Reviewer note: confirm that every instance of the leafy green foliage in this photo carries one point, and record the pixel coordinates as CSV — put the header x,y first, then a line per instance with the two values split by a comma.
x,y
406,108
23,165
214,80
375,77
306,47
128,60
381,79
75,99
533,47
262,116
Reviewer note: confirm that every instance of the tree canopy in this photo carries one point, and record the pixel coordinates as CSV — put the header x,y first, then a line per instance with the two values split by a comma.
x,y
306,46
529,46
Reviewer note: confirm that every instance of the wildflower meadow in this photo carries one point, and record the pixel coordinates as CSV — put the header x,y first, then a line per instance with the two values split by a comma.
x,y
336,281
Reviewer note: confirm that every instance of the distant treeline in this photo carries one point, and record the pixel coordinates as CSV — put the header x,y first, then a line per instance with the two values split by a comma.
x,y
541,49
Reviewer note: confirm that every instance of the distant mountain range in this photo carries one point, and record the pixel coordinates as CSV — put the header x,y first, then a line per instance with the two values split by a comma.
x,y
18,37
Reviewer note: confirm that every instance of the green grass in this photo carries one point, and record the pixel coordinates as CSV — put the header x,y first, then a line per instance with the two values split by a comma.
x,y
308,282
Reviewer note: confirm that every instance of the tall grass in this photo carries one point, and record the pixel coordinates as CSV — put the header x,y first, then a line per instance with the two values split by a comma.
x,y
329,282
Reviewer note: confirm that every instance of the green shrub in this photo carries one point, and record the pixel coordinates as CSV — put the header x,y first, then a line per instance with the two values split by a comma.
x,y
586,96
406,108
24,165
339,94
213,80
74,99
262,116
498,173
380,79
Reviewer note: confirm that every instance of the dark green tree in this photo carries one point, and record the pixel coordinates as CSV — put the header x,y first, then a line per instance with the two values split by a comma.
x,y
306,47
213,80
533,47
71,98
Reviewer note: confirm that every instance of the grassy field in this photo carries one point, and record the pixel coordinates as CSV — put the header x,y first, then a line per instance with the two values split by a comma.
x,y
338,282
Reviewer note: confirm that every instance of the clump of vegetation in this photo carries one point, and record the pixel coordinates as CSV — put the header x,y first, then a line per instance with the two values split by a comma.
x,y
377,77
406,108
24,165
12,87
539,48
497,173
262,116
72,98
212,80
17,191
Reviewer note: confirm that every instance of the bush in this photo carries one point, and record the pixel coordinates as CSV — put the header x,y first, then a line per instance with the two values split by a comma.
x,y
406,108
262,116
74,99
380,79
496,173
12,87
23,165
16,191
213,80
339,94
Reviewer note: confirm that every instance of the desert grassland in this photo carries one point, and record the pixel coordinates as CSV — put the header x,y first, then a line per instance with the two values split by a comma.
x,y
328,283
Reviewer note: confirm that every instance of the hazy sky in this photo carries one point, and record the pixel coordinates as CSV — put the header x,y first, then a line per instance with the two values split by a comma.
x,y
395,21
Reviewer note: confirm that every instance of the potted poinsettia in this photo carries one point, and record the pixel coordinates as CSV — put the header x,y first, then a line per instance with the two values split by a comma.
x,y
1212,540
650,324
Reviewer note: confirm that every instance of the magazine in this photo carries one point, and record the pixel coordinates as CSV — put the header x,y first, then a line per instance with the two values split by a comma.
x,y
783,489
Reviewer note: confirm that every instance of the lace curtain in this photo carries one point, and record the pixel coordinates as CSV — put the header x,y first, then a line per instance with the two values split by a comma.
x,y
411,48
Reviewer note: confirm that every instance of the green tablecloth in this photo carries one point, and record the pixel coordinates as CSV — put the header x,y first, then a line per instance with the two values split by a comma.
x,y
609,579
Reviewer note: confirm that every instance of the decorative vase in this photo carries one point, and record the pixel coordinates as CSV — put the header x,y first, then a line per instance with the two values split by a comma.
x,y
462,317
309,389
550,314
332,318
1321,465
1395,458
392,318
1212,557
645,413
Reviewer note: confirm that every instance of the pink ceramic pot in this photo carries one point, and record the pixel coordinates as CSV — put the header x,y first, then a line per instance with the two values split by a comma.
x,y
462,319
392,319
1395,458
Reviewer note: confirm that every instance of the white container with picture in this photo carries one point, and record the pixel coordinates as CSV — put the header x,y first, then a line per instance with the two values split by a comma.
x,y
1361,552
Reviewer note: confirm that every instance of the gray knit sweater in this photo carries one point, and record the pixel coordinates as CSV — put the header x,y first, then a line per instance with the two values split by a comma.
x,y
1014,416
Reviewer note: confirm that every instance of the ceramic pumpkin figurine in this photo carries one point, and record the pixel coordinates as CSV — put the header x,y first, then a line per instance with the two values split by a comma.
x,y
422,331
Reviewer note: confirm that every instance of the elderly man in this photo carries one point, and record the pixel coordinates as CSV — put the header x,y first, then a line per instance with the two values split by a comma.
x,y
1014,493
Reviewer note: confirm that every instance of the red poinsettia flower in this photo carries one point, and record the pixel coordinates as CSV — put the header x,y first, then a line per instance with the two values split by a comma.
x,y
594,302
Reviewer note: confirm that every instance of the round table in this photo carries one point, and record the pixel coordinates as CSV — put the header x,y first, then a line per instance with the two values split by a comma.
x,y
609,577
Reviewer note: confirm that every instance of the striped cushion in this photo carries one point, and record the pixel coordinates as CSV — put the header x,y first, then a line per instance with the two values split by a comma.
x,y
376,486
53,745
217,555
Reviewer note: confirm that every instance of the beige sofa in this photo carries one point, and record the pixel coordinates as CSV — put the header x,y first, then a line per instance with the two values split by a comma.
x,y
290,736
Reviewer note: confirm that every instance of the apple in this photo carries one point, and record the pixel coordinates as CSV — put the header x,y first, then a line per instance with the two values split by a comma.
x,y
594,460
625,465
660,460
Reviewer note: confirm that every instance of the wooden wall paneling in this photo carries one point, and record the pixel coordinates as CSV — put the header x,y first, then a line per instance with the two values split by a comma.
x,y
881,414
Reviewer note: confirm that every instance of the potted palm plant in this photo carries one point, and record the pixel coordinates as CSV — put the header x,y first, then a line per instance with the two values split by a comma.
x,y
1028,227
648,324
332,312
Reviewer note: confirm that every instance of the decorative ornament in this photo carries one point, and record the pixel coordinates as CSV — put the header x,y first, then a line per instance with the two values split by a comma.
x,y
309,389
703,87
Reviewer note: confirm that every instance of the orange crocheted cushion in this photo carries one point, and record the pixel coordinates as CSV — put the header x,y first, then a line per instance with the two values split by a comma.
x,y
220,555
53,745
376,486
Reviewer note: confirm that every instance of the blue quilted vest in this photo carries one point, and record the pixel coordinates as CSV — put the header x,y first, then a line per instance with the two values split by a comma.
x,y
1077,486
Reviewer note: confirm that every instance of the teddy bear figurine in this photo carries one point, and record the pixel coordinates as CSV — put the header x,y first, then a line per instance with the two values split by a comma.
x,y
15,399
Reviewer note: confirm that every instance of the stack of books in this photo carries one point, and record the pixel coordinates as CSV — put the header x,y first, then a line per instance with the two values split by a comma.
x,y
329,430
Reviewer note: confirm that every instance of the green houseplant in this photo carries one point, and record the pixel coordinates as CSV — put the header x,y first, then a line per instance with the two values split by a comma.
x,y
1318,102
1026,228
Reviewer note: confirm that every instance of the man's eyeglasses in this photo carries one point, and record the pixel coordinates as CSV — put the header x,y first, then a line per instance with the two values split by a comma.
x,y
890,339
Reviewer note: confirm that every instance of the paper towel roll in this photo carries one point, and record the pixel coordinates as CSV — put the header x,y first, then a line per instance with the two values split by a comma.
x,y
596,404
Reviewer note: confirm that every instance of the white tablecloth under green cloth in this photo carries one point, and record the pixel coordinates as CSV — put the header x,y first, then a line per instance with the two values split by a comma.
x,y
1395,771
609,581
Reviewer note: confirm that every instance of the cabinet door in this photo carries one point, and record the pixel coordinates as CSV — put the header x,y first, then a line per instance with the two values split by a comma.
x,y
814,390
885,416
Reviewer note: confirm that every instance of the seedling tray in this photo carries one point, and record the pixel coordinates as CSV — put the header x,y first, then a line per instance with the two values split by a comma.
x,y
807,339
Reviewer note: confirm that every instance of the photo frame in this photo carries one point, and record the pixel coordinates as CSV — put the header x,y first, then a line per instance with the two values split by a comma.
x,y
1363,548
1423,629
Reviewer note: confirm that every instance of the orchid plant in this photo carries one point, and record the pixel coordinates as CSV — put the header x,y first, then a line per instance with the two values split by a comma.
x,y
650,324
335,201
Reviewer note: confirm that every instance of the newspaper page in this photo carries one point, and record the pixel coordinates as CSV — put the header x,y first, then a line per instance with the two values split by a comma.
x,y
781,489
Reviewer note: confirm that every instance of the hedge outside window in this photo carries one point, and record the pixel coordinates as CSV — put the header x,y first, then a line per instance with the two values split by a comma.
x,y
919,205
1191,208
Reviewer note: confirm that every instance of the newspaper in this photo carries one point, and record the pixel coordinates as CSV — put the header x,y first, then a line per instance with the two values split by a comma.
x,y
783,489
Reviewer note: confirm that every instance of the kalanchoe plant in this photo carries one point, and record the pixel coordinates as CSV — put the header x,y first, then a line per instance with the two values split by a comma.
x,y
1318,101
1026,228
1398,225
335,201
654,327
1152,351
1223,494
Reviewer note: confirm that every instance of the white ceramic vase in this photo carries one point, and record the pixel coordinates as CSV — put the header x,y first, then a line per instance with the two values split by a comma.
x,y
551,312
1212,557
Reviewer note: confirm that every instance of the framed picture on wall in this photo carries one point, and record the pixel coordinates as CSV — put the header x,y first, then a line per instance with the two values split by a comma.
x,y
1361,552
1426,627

» Task item
After locating the line that holds "Reviewer note: confirm that every instance of the framed", print it and each line after it through the end of the data, exactly as it stands.

» Response to this task
Reviewer note: confirm that every instance of the framed picture on wall in this photo carries one point, and record the pixel coordinates as CSV — put the header x,y first, then a line per instance with the two values split by a comma.
x,y
1361,552
1426,627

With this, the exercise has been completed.